CONSIGNE DE TRAVAIL: D'après le texte sur l'OTAN, quand le Traité de l'Atlantique Nord a-t-il été signé ?

TEXTE À LIRE:
^^^^^^^^^^^^^^^^

Valérie Peclow
1 septembre 2003
En avril 1949, le Traité de l'Atlantique Nord est signé entre
les États-Unis, le Canada et dix États européens(1).
Dans les années qui suivent, l'Organisation du Traité de l'Atlantique
Nord (OTAN) prend corps.
Ce sont les temps de la Guerre Froide et de l'affrontement de deux blocs économiques,
politiques, idéologiques et militaires regroupés l'un et l'autre
autour des deux super-puissances sorties victorieuses de la Seconde Guerre mondiale.
Cinquante années durant, les États-Unis resteront aux commandes
de l'OTAN et les Européens l'accepteront comme une partie du compromis
de 1949 : la protection américaine de l'Europe en échange du soutien
européen au leadership américain dans la lutte contre l'Union
soviétique.
Le mur de Berlin s'écroule en 1989 et la principale menace à laquelle
répondait l'OTAN, le Pacte de Varsovie, disparaît. L'organisation
se retrouve face au vide et ne peut se maintenir qu'à la condition de
dépasser le cadre restreint de sa principale tâche. Assurer la
défense commune de ses États membres ne suffisant plus à
justifier son existence, l'OTAN se cherche de nouvelles missions.

^^^^^^^^^^^^^^^^

JEU DE DONNÉES:
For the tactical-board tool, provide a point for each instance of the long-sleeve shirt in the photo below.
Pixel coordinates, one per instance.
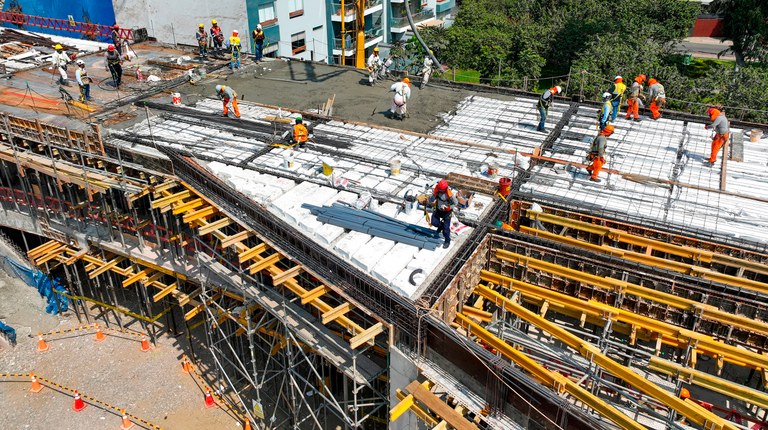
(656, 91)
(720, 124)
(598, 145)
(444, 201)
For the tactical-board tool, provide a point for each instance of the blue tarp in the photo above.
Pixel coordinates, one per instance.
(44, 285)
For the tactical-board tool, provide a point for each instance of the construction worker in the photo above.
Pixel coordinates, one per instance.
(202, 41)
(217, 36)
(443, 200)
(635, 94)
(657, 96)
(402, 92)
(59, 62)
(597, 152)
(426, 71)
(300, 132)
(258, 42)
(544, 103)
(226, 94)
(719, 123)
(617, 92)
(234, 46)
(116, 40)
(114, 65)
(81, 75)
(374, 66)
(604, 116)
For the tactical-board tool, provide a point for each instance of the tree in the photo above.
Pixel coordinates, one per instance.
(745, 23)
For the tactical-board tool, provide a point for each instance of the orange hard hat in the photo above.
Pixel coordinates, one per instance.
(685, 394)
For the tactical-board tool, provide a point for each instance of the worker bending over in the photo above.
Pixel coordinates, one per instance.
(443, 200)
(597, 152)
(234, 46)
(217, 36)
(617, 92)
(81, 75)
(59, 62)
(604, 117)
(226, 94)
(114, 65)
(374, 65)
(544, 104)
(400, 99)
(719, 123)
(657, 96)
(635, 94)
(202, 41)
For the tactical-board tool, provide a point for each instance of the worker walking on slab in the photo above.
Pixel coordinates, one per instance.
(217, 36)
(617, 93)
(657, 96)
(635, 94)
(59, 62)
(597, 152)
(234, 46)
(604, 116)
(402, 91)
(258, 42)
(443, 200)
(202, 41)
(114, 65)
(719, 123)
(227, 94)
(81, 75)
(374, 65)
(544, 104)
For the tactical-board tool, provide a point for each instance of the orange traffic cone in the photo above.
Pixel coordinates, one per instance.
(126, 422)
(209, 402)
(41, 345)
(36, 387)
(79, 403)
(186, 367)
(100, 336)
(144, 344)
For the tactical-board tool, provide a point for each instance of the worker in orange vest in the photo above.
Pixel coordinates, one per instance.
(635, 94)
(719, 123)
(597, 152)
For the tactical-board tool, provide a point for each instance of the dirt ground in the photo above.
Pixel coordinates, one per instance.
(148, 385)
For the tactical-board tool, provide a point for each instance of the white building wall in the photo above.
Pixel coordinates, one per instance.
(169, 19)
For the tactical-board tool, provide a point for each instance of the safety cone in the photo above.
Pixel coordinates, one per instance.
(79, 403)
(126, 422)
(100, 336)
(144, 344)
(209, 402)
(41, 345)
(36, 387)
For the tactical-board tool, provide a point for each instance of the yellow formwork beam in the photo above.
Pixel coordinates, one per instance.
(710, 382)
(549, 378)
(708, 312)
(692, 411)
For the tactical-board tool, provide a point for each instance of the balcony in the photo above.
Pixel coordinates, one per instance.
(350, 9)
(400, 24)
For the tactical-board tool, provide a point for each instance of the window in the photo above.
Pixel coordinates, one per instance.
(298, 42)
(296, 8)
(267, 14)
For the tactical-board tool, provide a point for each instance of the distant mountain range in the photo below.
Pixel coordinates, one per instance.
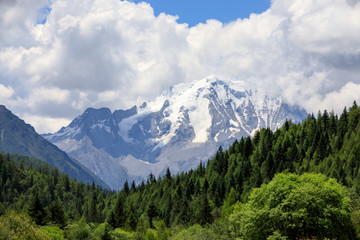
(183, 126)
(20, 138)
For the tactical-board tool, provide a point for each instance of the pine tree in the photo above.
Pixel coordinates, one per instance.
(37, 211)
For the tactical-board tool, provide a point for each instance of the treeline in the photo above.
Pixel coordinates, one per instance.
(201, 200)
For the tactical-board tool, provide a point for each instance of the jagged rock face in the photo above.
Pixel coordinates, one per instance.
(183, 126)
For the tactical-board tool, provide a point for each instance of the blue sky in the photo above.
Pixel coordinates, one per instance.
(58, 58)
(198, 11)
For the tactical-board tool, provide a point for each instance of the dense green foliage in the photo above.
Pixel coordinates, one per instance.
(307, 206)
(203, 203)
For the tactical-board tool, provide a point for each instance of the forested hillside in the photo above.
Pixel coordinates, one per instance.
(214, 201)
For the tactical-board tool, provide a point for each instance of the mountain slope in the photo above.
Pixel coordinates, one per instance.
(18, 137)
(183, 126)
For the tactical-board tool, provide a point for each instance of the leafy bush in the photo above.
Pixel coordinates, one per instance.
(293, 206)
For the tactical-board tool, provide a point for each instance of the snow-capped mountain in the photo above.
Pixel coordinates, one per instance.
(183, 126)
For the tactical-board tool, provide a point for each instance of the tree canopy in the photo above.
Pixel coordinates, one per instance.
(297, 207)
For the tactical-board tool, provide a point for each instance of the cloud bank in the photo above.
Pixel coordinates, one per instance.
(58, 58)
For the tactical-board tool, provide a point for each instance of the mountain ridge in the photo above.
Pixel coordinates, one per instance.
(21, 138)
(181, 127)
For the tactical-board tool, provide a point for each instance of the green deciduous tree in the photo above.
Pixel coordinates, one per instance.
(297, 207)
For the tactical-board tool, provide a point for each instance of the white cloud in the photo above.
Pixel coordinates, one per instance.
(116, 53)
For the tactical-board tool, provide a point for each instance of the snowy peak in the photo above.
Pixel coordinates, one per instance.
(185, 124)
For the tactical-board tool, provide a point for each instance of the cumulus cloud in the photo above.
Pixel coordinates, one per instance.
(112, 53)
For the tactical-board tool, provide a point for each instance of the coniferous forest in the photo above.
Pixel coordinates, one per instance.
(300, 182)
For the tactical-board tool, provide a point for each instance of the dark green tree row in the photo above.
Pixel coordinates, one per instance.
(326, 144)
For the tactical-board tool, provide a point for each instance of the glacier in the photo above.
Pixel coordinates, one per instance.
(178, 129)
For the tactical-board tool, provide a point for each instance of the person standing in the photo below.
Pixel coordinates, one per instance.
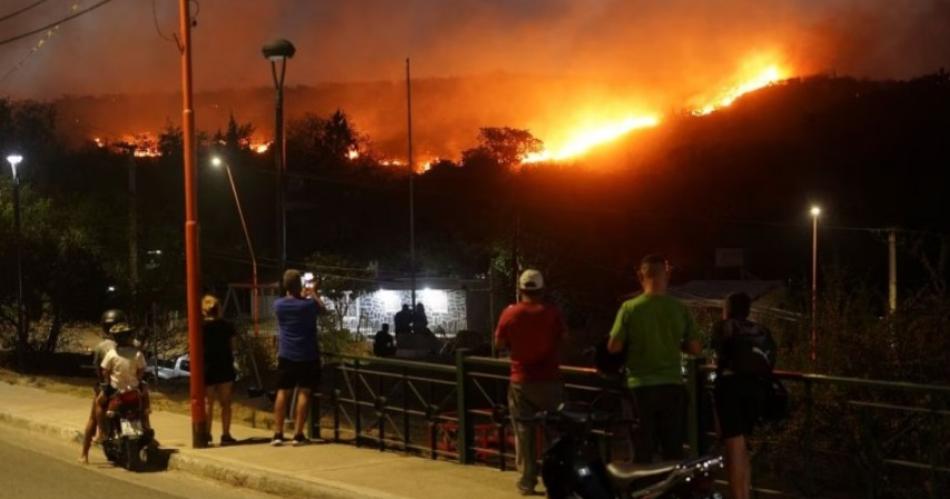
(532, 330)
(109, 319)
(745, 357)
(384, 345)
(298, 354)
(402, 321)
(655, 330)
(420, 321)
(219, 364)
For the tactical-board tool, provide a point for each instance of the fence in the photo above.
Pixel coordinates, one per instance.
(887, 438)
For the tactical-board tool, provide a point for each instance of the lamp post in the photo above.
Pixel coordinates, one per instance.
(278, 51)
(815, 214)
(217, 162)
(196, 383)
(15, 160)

^^^^^^^^^^^^^^^^

RÉPONSE ATTENDUE: En avril 1949.